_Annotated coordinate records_
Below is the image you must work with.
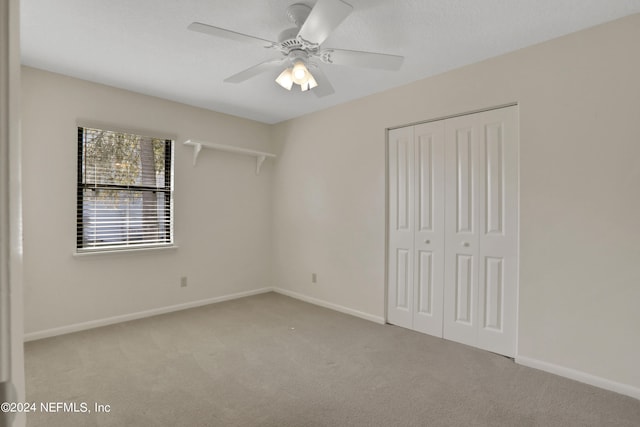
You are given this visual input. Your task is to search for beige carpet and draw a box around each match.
[25,293,640,427]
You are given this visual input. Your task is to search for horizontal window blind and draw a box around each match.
[76,127,173,252]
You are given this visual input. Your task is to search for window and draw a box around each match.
[76,127,173,252]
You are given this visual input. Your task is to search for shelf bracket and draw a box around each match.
[184,139,276,175]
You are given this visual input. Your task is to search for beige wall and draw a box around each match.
[0,0,26,427]
[22,67,273,334]
[272,15,640,390]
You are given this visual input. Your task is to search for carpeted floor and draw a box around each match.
[25,293,640,427]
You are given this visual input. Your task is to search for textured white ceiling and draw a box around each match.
[20,0,640,123]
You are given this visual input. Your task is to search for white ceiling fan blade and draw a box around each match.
[309,64,335,98]
[318,49,404,71]
[224,58,287,83]
[187,22,275,47]
[298,0,353,46]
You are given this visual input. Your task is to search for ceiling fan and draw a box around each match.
[188,0,404,97]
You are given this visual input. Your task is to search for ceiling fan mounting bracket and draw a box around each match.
[287,3,311,27]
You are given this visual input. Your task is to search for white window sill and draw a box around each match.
[73,245,178,258]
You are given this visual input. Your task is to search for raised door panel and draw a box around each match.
[413,122,444,337]
[387,128,415,328]
[477,107,518,356]
[443,116,480,345]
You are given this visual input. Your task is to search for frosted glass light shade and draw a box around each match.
[276,68,293,90]
[291,61,309,86]
[300,73,318,92]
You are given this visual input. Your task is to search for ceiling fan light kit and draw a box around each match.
[188,0,404,97]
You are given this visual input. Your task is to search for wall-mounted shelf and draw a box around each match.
[184,139,276,175]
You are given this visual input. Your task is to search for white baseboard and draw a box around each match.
[272,288,385,325]
[24,288,273,342]
[516,356,640,399]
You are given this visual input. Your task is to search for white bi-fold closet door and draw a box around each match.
[387,106,518,356]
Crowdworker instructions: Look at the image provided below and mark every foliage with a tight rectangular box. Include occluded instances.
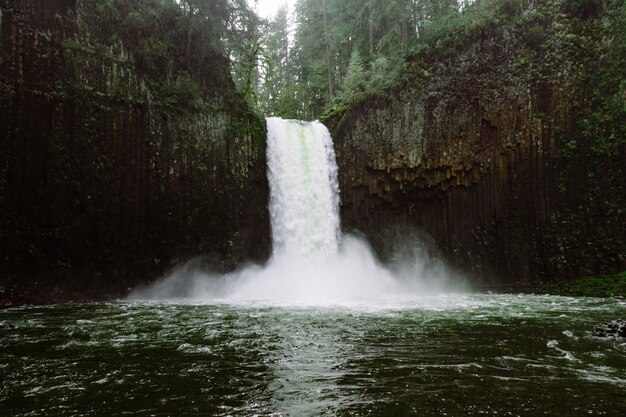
[541,271,626,297]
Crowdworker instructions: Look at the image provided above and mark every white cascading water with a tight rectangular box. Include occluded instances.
[267,117,340,259]
[129,117,458,307]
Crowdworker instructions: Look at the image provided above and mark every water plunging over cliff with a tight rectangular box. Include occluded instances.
[131,117,464,306]
[267,117,340,259]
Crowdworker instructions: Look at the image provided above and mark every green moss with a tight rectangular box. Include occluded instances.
[524,271,626,297]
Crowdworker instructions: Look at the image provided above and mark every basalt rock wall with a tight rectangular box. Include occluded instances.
[325,2,626,286]
[0,0,269,300]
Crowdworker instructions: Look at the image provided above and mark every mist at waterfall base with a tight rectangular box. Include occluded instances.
[129,118,466,305]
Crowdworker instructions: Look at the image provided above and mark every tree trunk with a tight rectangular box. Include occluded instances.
[323,0,335,97]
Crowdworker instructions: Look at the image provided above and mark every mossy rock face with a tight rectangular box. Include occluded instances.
[324,0,626,286]
[0,0,269,298]
[546,271,626,298]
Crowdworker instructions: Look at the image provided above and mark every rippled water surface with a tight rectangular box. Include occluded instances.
[0,294,626,416]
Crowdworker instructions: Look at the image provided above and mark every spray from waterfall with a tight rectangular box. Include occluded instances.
[130,117,464,305]
[267,117,340,259]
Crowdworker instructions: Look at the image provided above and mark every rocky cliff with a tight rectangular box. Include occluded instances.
[0,0,269,301]
[324,1,626,285]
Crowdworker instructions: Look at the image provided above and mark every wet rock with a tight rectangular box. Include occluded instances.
[0,321,15,331]
[593,320,626,338]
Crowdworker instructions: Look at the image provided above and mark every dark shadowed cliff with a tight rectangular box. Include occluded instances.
[0,0,269,301]
[324,1,626,285]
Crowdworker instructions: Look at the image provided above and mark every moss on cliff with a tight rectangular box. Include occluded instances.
[324,0,626,282]
[0,0,269,300]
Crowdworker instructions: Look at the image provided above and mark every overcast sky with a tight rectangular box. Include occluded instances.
[248,0,296,17]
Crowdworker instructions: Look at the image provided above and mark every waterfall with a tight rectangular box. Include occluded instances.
[267,117,340,259]
[129,117,464,306]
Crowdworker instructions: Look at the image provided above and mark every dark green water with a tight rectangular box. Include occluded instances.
[0,294,626,416]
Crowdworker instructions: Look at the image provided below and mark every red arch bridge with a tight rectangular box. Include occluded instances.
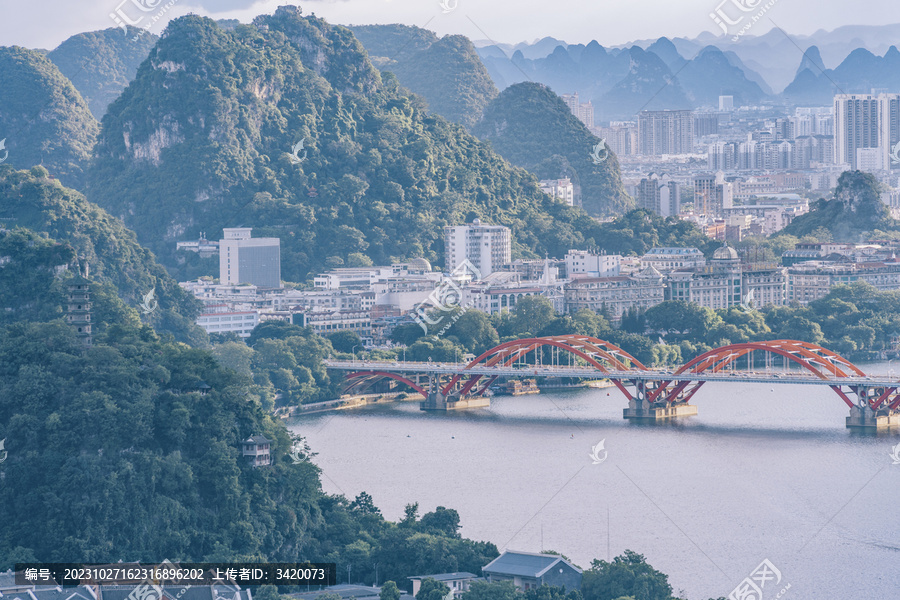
[325,335,900,429]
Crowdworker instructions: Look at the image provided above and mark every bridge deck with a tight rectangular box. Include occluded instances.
[324,360,900,387]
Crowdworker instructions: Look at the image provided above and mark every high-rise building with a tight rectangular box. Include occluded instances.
[834,94,900,170]
[562,92,594,127]
[694,113,719,138]
[694,171,734,218]
[638,110,694,156]
[219,227,283,288]
[66,271,94,347]
[638,173,681,217]
[593,121,638,156]
[538,177,575,206]
[444,219,512,277]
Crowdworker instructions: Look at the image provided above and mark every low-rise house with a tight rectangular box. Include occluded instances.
[241,435,272,467]
[407,571,481,598]
[481,550,581,590]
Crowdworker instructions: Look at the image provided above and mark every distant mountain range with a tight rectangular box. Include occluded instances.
[476,24,900,122]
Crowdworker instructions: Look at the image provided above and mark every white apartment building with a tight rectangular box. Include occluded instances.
[566,250,622,279]
[295,309,372,338]
[444,219,512,277]
[565,267,665,321]
[787,259,900,304]
[197,305,259,338]
[641,248,706,273]
[538,177,575,206]
[741,265,787,308]
[562,92,594,127]
[834,94,900,171]
[219,227,283,288]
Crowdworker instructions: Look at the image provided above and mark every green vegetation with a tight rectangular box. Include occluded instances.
[581,550,672,600]
[0,165,207,344]
[473,83,634,216]
[0,46,100,188]
[350,25,498,130]
[0,316,498,583]
[89,7,632,282]
[47,27,159,121]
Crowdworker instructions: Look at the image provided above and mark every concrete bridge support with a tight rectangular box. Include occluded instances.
[419,375,491,411]
[622,380,697,421]
[847,386,900,431]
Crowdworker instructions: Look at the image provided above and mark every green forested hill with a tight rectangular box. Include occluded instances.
[0,166,206,343]
[351,25,498,129]
[89,7,612,281]
[0,46,99,188]
[779,171,900,242]
[473,83,634,216]
[0,321,498,583]
[47,27,159,121]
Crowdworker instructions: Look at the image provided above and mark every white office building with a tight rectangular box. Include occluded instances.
[444,219,512,277]
[538,177,575,206]
[219,227,282,288]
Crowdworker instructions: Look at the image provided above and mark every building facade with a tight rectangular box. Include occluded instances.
[444,219,512,277]
[219,227,283,288]
[538,177,575,206]
[638,110,694,156]
[565,267,665,321]
[637,173,681,217]
[641,248,706,273]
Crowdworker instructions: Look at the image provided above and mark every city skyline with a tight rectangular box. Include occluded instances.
[0,0,900,50]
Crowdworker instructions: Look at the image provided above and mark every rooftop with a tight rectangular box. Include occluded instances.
[481,550,581,577]
[407,571,478,581]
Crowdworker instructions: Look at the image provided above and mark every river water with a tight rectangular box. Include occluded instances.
[291,363,900,600]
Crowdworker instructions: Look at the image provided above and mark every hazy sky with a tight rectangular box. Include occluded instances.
[0,0,900,49]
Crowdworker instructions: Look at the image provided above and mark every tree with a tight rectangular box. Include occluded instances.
[778,316,825,344]
[419,506,460,537]
[328,329,362,352]
[378,581,402,600]
[253,585,282,600]
[416,577,450,600]
[447,309,500,354]
[350,492,381,515]
[581,550,672,600]
[510,296,556,335]
[460,581,522,600]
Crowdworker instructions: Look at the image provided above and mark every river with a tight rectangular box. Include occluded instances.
[290,363,900,600]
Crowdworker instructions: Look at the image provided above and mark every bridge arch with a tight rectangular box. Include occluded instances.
[345,371,428,398]
[441,334,647,400]
[648,340,865,407]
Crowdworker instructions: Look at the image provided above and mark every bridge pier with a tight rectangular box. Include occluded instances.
[622,380,697,421]
[419,375,491,412]
[847,386,900,431]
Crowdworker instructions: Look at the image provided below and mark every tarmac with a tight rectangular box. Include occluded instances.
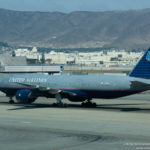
[0,94,150,150]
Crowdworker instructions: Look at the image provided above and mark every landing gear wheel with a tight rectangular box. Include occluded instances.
[81,101,96,108]
[52,93,67,107]
[52,103,68,108]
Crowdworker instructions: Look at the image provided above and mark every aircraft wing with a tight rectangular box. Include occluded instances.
[131,81,150,87]
[15,82,76,96]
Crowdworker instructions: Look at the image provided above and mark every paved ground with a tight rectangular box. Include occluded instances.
[0,94,150,150]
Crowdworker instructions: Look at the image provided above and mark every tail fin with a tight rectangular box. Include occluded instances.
[129,48,150,79]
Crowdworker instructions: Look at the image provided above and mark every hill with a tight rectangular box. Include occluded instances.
[0,9,150,49]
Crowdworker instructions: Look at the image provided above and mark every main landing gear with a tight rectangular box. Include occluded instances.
[9,97,15,104]
[81,99,96,108]
[53,93,67,107]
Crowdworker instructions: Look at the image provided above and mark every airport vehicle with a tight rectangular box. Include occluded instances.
[0,48,150,107]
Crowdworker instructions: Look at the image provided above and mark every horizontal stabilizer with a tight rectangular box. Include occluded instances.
[131,81,150,87]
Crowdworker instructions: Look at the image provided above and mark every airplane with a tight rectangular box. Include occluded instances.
[0,48,150,107]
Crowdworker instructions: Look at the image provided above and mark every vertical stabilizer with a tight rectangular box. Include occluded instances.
[129,48,150,79]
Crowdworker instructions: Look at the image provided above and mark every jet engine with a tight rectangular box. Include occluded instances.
[16,89,36,104]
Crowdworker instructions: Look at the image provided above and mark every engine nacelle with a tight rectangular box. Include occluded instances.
[16,89,36,104]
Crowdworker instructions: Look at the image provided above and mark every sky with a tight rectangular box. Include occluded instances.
[0,0,150,13]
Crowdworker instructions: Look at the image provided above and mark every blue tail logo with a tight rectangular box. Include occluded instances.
[129,48,150,79]
[146,51,150,61]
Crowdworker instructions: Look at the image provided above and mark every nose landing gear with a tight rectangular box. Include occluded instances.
[81,99,96,108]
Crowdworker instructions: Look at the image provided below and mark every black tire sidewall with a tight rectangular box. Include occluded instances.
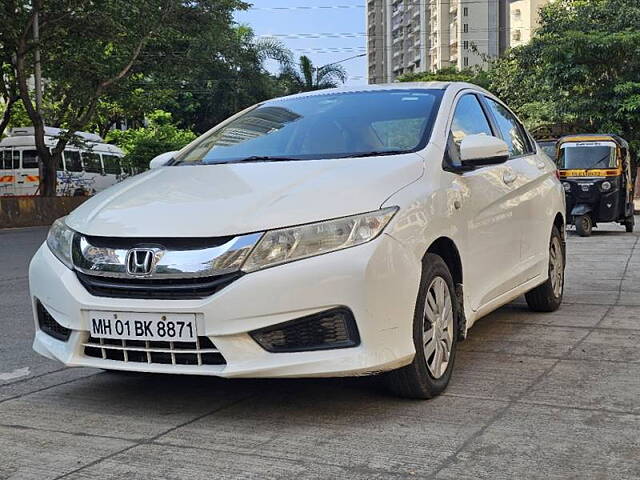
[575,213,593,237]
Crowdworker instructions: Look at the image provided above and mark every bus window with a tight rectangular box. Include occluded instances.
[64,150,82,172]
[102,154,121,175]
[82,152,102,173]
[22,150,38,172]
[0,150,20,170]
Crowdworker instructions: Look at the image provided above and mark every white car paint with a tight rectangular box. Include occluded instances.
[30,83,565,377]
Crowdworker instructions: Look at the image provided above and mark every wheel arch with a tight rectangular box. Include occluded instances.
[423,237,464,285]
[423,237,467,340]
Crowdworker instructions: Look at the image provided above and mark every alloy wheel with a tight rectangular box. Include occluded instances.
[423,277,454,378]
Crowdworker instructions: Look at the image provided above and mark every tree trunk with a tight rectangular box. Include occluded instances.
[40,153,62,197]
[0,97,16,138]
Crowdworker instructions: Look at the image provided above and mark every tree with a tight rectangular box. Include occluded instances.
[0,6,20,138]
[3,0,246,195]
[107,110,196,172]
[159,26,291,133]
[489,0,640,150]
[282,55,347,93]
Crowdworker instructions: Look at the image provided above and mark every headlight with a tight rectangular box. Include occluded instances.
[47,217,76,269]
[242,207,398,272]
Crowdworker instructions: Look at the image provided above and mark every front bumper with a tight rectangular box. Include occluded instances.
[29,234,421,377]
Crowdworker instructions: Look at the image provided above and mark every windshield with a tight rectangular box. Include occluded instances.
[559,142,617,170]
[174,89,442,165]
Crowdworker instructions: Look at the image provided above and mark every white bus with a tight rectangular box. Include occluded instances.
[0,127,127,196]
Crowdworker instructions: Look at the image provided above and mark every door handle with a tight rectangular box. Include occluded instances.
[502,169,518,185]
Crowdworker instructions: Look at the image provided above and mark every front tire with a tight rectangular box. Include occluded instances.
[525,226,565,312]
[388,253,459,400]
[574,213,593,237]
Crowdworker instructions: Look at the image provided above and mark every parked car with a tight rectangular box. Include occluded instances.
[0,127,126,196]
[30,83,565,398]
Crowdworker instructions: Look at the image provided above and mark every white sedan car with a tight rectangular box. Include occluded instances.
[30,83,565,398]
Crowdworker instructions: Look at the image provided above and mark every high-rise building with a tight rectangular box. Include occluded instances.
[367,0,548,83]
[509,0,549,47]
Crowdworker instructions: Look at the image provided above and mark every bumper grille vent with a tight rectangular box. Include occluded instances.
[84,336,227,365]
[36,300,71,342]
[251,307,360,353]
[76,272,242,300]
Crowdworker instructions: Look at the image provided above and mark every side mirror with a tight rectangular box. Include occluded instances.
[460,134,509,167]
[149,152,178,170]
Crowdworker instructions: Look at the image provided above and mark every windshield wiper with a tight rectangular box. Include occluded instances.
[219,155,303,164]
[341,150,408,158]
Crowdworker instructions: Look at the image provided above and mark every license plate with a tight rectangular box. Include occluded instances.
[89,311,198,342]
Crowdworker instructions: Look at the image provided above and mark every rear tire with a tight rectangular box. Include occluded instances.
[574,213,593,237]
[525,226,565,312]
[387,253,459,400]
[624,217,636,233]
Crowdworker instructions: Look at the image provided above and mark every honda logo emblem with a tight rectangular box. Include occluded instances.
[127,248,155,275]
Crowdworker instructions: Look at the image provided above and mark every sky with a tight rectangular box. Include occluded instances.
[235,0,367,85]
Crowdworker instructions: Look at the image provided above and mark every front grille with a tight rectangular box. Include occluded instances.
[83,336,227,365]
[76,272,242,300]
[251,307,360,353]
[36,300,71,342]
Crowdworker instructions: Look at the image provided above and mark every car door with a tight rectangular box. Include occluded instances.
[447,93,520,310]
[484,97,555,284]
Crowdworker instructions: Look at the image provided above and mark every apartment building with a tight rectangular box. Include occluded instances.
[509,0,549,47]
[367,0,548,83]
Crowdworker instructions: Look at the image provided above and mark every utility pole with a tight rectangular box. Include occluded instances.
[33,0,42,116]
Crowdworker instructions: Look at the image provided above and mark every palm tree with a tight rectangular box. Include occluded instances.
[283,55,347,93]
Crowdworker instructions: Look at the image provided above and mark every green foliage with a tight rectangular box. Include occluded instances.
[281,55,347,93]
[107,110,196,172]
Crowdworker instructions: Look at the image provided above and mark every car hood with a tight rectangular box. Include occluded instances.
[66,153,423,237]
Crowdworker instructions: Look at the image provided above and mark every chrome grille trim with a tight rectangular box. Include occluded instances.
[73,233,263,280]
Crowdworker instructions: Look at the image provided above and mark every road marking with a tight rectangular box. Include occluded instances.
[0,367,31,382]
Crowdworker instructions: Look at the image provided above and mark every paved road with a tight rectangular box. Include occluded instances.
[0,226,640,480]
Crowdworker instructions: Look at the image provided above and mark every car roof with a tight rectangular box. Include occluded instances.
[265,82,489,104]
[558,133,629,148]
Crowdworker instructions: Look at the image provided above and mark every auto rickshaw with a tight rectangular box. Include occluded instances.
[557,135,636,237]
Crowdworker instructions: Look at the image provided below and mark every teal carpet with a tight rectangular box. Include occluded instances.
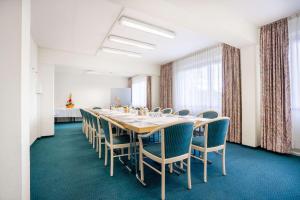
[31,123,300,200]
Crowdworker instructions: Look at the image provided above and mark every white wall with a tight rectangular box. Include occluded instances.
[151,76,160,108]
[30,38,40,144]
[39,64,54,136]
[241,44,260,147]
[39,48,160,77]
[0,0,30,200]
[54,71,128,108]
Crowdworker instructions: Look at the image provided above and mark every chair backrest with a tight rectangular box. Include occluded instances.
[91,113,99,133]
[161,108,173,114]
[204,117,230,148]
[79,108,84,120]
[152,107,160,112]
[197,110,219,119]
[175,109,190,116]
[161,122,194,158]
[99,115,126,144]
[100,116,112,143]
[93,106,102,110]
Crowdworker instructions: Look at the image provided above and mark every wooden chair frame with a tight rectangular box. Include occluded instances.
[138,121,192,199]
[160,108,173,114]
[197,110,220,117]
[191,117,230,183]
[99,115,134,176]
[174,109,191,115]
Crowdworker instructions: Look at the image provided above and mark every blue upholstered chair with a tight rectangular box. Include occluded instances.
[194,110,219,136]
[152,107,160,112]
[161,108,173,114]
[175,109,190,116]
[138,122,193,199]
[79,108,86,134]
[100,115,130,176]
[197,110,219,119]
[192,117,230,182]
[91,113,105,158]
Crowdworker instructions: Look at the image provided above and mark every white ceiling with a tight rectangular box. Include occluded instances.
[32,0,300,64]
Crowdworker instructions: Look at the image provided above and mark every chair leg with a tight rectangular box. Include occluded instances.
[110,148,114,176]
[98,135,102,158]
[139,150,144,181]
[187,157,192,190]
[203,152,207,183]
[128,147,130,160]
[92,130,96,149]
[222,149,226,176]
[180,160,183,170]
[104,144,107,166]
[161,163,166,200]
[169,163,173,174]
[95,137,99,152]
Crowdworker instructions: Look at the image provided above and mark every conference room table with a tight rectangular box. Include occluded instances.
[93,109,209,186]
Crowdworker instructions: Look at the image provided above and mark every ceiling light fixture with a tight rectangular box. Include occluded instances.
[119,16,176,39]
[108,35,155,49]
[102,47,142,58]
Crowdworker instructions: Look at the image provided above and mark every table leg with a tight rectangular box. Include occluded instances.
[132,131,146,186]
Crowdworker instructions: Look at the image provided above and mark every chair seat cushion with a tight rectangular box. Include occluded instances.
[192,136,204,147]
[144,143,161,158]
[113,135,130,144]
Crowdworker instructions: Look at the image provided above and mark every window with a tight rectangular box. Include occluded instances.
[288,16,300,149]
[132,76,147,107]
[173,46,222,114]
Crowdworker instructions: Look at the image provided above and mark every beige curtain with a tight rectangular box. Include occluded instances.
[222,44,242,143]
[128,77,132,88]
[160,63,173,108]
[147,76,152,110]
[260,18,291,153]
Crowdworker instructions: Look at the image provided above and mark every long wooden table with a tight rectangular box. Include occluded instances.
[94,109,208,134]
[93,109,209,186]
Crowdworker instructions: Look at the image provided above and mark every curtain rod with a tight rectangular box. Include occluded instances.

_What to do_
Count the lines in the data above that contain the word "horizontal" and give only that number.

_Answer to the problem_
2